## [Exercise goal]
Output as a JSON list of strings, one string per line with blank lines omitted, the lines of the entries from the one containing "Could you point at the green" through the last line, inclusive.

## [Raw records]

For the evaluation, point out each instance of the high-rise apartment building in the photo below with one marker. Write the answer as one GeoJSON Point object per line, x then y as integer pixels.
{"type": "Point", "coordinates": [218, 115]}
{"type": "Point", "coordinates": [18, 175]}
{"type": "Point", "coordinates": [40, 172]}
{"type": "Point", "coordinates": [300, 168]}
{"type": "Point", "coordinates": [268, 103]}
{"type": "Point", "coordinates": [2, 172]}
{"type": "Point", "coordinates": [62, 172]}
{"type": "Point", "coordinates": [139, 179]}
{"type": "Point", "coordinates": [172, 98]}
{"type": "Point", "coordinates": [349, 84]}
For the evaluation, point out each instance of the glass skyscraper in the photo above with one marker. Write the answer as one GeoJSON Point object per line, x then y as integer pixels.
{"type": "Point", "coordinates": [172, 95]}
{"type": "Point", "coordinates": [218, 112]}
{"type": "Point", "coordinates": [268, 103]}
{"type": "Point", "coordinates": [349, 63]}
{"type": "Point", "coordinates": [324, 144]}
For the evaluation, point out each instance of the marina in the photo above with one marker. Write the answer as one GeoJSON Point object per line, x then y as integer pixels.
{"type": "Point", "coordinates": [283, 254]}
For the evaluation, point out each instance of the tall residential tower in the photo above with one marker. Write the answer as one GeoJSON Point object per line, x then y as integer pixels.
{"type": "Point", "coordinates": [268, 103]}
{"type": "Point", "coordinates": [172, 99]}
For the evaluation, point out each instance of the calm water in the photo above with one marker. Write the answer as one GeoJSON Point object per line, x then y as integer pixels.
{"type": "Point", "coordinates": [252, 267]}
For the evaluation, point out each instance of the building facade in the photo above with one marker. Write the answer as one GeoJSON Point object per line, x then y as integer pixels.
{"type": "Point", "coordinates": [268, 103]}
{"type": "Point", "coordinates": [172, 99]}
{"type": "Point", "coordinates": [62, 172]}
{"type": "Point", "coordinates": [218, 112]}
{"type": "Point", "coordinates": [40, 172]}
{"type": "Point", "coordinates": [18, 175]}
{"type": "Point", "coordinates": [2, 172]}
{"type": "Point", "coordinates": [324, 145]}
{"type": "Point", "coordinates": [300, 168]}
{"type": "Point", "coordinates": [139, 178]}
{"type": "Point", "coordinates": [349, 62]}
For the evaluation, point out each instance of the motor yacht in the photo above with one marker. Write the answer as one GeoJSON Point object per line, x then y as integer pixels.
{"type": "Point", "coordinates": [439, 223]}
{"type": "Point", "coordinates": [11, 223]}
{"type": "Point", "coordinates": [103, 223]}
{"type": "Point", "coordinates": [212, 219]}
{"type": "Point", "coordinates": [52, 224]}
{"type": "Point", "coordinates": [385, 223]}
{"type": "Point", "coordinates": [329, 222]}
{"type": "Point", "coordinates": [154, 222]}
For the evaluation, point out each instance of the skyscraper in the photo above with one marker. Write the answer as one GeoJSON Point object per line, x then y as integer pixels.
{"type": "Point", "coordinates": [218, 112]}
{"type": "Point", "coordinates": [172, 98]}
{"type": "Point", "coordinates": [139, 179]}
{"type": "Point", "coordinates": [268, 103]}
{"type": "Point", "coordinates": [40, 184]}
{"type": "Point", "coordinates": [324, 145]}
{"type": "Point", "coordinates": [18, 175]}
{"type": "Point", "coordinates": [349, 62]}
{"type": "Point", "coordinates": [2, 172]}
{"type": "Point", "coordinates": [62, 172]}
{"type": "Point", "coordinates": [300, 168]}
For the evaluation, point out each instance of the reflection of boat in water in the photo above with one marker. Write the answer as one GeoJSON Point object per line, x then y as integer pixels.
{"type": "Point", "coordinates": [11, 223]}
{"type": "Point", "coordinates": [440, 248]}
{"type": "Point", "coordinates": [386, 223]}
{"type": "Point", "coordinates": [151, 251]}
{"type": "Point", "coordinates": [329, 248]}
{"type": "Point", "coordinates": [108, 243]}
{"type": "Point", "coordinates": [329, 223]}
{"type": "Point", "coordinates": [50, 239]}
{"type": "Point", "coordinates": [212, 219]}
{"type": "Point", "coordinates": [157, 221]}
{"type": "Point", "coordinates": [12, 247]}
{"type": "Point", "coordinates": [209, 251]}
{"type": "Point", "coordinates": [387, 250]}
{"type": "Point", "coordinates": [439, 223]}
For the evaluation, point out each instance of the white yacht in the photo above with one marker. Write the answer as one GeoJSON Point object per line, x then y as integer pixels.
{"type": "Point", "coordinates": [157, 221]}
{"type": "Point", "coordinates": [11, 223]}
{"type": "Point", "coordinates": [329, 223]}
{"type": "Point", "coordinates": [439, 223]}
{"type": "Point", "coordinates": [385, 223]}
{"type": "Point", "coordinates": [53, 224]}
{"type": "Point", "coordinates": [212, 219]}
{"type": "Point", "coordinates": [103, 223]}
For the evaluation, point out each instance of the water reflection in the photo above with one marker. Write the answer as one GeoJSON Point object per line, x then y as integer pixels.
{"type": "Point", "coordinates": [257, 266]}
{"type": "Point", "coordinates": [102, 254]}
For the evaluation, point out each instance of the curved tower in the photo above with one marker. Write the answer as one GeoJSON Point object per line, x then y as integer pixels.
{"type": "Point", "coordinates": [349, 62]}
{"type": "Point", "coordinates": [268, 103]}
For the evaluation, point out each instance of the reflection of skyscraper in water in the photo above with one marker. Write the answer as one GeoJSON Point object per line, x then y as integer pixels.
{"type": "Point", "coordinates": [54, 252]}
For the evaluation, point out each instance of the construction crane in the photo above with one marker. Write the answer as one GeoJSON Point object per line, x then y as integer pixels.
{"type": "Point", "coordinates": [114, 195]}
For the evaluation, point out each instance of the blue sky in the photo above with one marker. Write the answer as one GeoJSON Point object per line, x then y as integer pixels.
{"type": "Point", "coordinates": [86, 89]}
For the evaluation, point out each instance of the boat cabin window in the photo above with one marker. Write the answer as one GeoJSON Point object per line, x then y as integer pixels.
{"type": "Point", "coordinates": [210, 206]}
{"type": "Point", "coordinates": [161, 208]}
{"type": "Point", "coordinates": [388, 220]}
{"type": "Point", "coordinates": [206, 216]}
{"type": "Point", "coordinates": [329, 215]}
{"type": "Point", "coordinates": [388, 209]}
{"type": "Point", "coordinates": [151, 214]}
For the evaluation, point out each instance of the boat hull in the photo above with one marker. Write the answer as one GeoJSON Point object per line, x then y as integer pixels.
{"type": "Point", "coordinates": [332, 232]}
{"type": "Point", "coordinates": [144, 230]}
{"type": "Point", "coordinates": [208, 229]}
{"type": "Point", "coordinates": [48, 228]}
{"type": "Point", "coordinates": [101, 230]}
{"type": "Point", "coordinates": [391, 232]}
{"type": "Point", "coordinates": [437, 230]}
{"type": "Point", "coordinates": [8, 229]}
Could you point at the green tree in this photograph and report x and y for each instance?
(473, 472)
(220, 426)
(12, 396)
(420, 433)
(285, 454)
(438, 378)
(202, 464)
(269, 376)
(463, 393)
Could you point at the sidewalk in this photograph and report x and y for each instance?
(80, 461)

## [Exercise solution]
[
  "Could you point at the green tree in this photograph and report x and y for each instance?",
  "(473, 472)",
  "(220, 426)",
  "(12, 396)",
  "(420, 433)",
  "(285, 454)",
  "(438, 378)",
  "(202, 464)",
  "(269, 376)",
  "(463, 393)",
  "Could you point at the sidewalk in this photograph and report x and y for each instance?",
  "(80, 461)"
]